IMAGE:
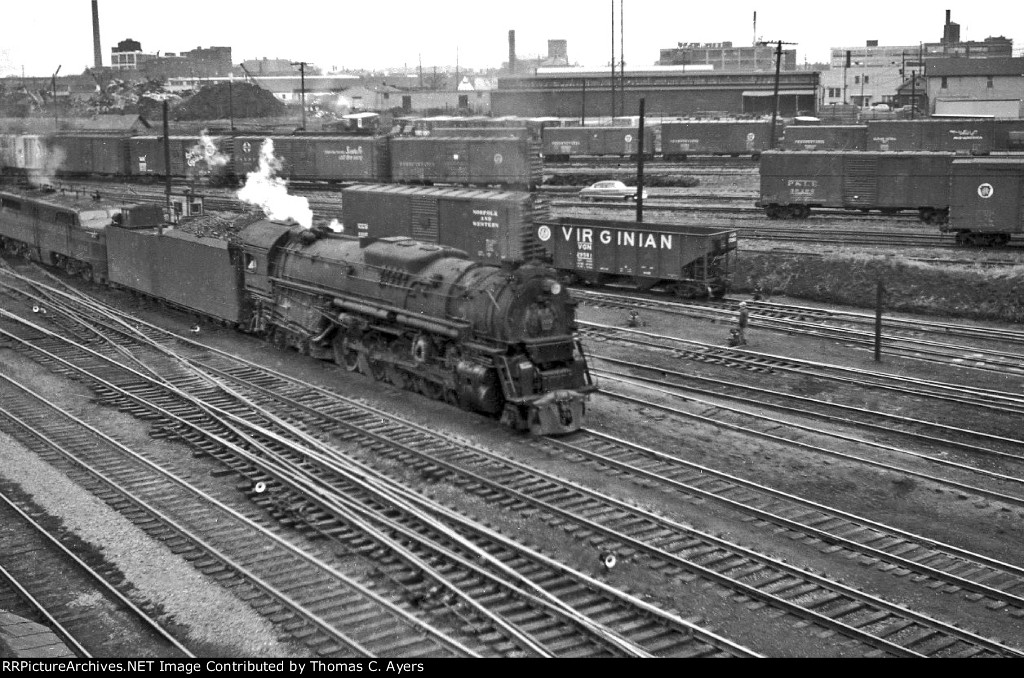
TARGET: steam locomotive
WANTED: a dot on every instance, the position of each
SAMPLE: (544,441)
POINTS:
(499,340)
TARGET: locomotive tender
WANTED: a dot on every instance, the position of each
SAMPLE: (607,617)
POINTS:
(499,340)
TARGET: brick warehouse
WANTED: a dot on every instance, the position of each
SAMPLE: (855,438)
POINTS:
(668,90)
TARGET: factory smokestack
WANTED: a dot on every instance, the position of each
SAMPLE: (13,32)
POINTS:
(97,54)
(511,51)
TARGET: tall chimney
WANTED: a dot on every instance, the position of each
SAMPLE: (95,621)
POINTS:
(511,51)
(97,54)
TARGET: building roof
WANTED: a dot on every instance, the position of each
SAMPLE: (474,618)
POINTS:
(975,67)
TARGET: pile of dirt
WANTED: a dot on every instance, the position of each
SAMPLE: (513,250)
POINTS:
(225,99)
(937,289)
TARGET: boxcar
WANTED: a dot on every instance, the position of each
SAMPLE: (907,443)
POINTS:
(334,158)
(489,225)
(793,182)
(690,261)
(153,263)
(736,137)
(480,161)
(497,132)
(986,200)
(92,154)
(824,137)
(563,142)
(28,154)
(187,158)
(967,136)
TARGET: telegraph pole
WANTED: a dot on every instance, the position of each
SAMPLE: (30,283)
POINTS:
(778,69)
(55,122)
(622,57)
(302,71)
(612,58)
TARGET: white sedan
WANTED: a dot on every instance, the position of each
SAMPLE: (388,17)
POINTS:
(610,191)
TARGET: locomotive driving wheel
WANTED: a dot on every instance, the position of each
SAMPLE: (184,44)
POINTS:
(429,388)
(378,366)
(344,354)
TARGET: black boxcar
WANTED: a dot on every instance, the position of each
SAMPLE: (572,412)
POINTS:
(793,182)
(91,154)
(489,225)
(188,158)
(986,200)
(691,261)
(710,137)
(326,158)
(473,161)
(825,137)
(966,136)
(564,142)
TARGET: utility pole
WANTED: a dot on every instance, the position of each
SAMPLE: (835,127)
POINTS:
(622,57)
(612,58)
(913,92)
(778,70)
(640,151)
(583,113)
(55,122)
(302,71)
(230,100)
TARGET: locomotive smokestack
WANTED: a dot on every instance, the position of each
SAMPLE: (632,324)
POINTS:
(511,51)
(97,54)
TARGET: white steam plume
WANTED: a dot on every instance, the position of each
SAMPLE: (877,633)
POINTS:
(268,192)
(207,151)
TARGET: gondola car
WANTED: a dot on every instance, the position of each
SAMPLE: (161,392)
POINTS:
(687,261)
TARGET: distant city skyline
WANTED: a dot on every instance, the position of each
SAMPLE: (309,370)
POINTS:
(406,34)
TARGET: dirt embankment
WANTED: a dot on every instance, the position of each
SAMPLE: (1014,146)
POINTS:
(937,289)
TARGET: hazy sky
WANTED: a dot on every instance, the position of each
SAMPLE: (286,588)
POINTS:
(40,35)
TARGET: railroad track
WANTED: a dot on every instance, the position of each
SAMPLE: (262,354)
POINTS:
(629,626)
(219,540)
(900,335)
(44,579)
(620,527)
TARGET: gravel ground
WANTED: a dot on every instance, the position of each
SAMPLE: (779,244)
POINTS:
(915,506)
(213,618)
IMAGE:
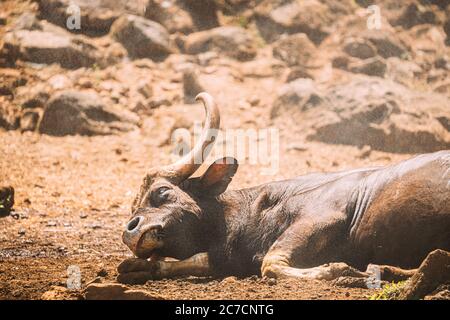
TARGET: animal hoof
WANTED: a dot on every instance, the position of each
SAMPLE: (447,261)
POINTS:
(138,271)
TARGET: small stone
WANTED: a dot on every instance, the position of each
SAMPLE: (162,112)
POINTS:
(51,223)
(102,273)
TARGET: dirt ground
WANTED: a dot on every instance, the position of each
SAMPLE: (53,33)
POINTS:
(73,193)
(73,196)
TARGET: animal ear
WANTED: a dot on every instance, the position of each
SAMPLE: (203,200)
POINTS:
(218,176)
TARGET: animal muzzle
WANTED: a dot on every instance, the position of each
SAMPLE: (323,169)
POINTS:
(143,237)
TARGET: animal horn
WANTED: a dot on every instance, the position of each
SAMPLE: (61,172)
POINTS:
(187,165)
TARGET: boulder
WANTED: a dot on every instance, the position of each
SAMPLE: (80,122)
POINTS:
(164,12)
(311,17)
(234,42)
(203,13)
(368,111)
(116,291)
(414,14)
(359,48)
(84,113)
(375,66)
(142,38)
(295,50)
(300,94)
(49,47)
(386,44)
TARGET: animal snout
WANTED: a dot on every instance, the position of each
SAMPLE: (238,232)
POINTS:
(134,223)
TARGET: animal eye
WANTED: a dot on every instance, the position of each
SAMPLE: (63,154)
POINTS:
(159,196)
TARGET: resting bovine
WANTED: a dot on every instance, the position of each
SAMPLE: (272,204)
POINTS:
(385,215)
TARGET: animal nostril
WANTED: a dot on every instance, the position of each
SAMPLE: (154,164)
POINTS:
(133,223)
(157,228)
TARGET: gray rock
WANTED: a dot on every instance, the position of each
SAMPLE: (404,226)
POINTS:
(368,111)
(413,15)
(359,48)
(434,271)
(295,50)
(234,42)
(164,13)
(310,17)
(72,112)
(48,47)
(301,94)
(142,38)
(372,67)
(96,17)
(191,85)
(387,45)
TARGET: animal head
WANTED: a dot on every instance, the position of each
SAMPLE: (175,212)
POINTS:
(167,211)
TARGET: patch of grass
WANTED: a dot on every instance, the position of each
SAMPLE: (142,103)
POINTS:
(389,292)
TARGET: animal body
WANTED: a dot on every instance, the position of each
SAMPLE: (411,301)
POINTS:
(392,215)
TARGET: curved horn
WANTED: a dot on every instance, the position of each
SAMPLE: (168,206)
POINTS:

##########

### Task statement
Turn every line of the entries above into a JSON list of strings, one string per line, skipping blank lines and leaving the pictures out.

### Complete output
[
  "IMAGE:",
  "TARGET: steam locomotive",
  "WANTED: a dot on every instance, the position of each",
  "SAMPLE: (544,441)",
  "POINTS:",
  "(499,340)",
  "TARGET: locomotive tender",
  "WANTED: a dot on every instance, the position of each",
  "SAMPLE: (607,617)",
  "POINTS:",
  "(499,340)",
  "TARGET: brick warehouse",
  "WANTED: a dot on every instance, the position of each",
  "SAMPLE: (855,438)",
  "POINTS:",
  "(668,90)",
  "TARGET: factory smokestack",
  "WANTED: a dot on every instance, the position of each",
  "SAMPLE: (13,32)",
  "POINTS:",
  "(97,54)",
  "(511,51)",
  "TARGET: tall chimney",
  "WANTED: a dot on every instance, the position of each",
  "SAMPLE: (95,621)",
  "POINTS:",
  "(511,51)",
  "(97,54)",
  "TARGET: building roof",
  "WANTED: a dot on every instance, the position of each",
  "SAMPLE: (474,618)",
  "POINTS:",
  "(975,67)",
  "TARGET: pile of dirt",
  "WANTED: a dot on every instance, the position of each",
  "SAMPLE: (513,250)",
  "POINTS:",
  "(225,99)",
  "(937,289)",
  "TARGET: boxcar",
  "WANTED: a dot on every instance, the position of each",
  "SAMPLE: (907,443)",
  "POINTS:",
  "(334,158)",
  "(489,225)",
  "(793,182)",
  "(690,261)",
  "(153,263)",
  "(736,137)",
  "(480,161)",
  "(497,132)",
  "(986,200)",
  "(92,154)",
  "(824,137)",
  "(563,142)",
  "(28,154)",
  "(187,158)",
  "(967,136)",
  "TARGET: telegraph pole",
  "WANTED: a dot on every instance, the position of each",
  "SAMPLE: (30,283)",
  "POINTS:",
  "(778,69)",
  "(55,122)",
  "(622,57)",
  "(302,71)",
  "(612,58)",
  "TARGET: white sedan",
  "WANTED: a dot on every instance, the position of each",
  "SAMPLE: (388,17)",
  "POINTS:",
  "(610,191)",
  "TARGET: locomotive driving wheel",
  "WANTED: a dot on every instance, the position of each",
  "SAMPLE: (184,44)",
  "POINTS:",
  "(429,388)",
  "(378,366)",
  "(344,354)",
  "TARGET: black boxcar",
  "WANTED: a dot on every instance, the position of each",
  "SAMPLE: (572,412)",
  "POINTS:",
  "(793,182)",
  "(91,154)",
  "(489,225)",
  "(188,158)",
  "(986,200)",
  "(691,261)",
  "(710,137)",
  "(326,158)",
  "(473,161)",
  "(825,137)",
  "(966,136)",
  "(564,142)",
  "TARGET: utility pole",
  "WANTED: a dot on every instance, the position of each",
  "SAMPLE: (835,127)",
  "POINTS:",
  "(622,57)",
  "(612,58)",
  "(913,92)",
  "(778,70)",
  "(640,151)",
  "(583,113)",
  "(55,122)",
  "(302,71)",
  "(230,100)",
  "TARGET: locomotive smokestack",
  "WANTED: a dot on every instance, the position of each",
  "SAMPLE: (632,324)",
  "POINTS:",
  "(511,51)",
  "(97,54)",
  "TARGET: white steam plume",
  "WANTED: a dot on every instance, the position of each",
  "SAMPLE: (877,633)",
  "POINTS:",
  "(268,192)",
  "(207,151)",
  "TARGET: gondola car",
  "WANTED: a dot on every instance, the position of each",
  "SAMPLE: (161,392)",
  "POINTS:",
  "(687,261)",
  "TARGET: distant city skyline",
  "WANTED: a dot on every instance, the position of each",
  "SAMPLE: (309,370)",
  "POINTS:",
  "(406,34)",
  "TARGET: dirt embankment",
  "WANTED: a dot on every instance, the position of each",
  "SAMPLE: (1014,146)",
  "POINTS:",
  "(937,289)",
  "TARGET: hazy sky",
  "WANTED: a dot on every instance, the position of each",
  "SAMPLE: (286,588)",
  "POINTS:",
  "(40,35)",
  "TARGET: railroad track",
  "WANTED: a dot on every instance, the position of each",
  "SAMPLE: (262,354)",
  "POINTS:",
  "(629,626)",
  "(219,540)",
  "(900,335)",
  "(44,579)",
  "(620,527)",
  "TARGET: gravel ground",
  "WANTED: a dot on every instance, the position of each",
  "SAMPLE: (779,244)",
  "POINTS:",
  "(915,506)",
  "(213,618)",
  "IMAGE:",
  "TARGET: animal hoof",
  "WANTED: a dot on every instance, the position of each",
  "SAMPLE: (447,261)",
  "POINTS:",
  "(138,271)",
  "TARGET: small stone",
  "WANTED: a dot on every instance, the position of each",
  "SAMPLE: (162,112)",
  "POINTS:",
  "(51,223)",
  "(102,273)",
  "TARGET: dirt ground",
  "WANTED: a dot on every instance, the position of each",
  "SAMPLE: (53,33)",
  "POINTS:",
  "(73,193)",
  "(73,196)",
  "TARGET: animal ear",
  "WANTED: a dot on every instance, the position of each",
  "SAMPLE: (203,200)",
  "POINTS:",
  "(218,176)",
  "TARGET: animal muzzle",
  "WANTED: a dot on every instance, the position of each",
  "SAMPLE: (323,169)",
  "POINTS:",
  "(143,237)",
  "TARGET: animal horn",
  "WANTED: a dot on every instance, the position of each",
  "SAMPLE: (61,172)",
  "POINTS:",
  "(187,165)",
  "TARGET: boulder",
  "WANTED: a dot on every instance, the position of each",
  "SAMPLE: (80,122)",
  "POINTS:",
  "(164,12)",
  "(311,17)",
  "(234,42)",
  "(203,13)",
  "(368,111)",
  "(116,291)",
  "(414,14)",
  "(359,48)",
  "(84,113)",
  "(375,66)",
  "(142,38)",
  "(295,50)",
  "(300,94)",
  "(49,47)",
  "(386,44)",
  "TARGET: animal snout",
  "WANTED: a dot on every instance, the position of each",
  "SAMPLE: (238,232)",
  "POINTS:",
  "(134,223)",
  "TARGET: animal eye",
  "WANTED: a dot on every instance, the position of each",
  "SAMPLE: (63,154)",
  "POINTS:",
  "(159,196)",
  "TARGET: resting bovine",
  "WANTED: a dot on every instance, the position of each",
  "SAMPLE: (272,204)",
  "POINTS:",
  "(385,215)",
  "TARGET: animal nostril",
  "WANTED: a dot on every instance, the position of each",
  "SAMPLE: (154,164)",
  "POINTS:",
  "(133,223)",
  "(157,228)",
  "TARGET: gray rock",
  "WANTED: a dot on every instance, the position of each",
  "SAMPLE: (404,226)",
  "POINTS:",
  "(368,111)",
  "(413,15)",
  "(359,48)",
  "(434,271)",
  "(295,50)",
  "(234,42)",
  "(164,13)",
  "(310,17)",
  "(72,112)",
  "(48,47)",
  "(301,94)",
  "(142,38)",
  "(372,67)",
  "(96,17)",
  "(191,85)",
  "(387,45)",
  "TARGET: animal head",
  "WANTED: a dot on every instance, the position of each",
  "SAMPLE: (175,212)",
  "POINTS:",
  "(167,211)",
  "TARGET: patch of grass",
  "WANTED: a dot on every instance, the position of each",
  "SAMPLE: (142,103)",
  "POINTS:",
  "(389,292)",
  "TARGET: animal body",
  "WANTED: a dot on every instance, the position of each",
  "SAMPLE: (411,301)",
  "POINTS:",
  "(392,215)",
  "TARGET: curved horn",
  "WANTED: a dot on every instance, the position of each",
  "SAMPLE: (168,206)",
  "POINTS:"
]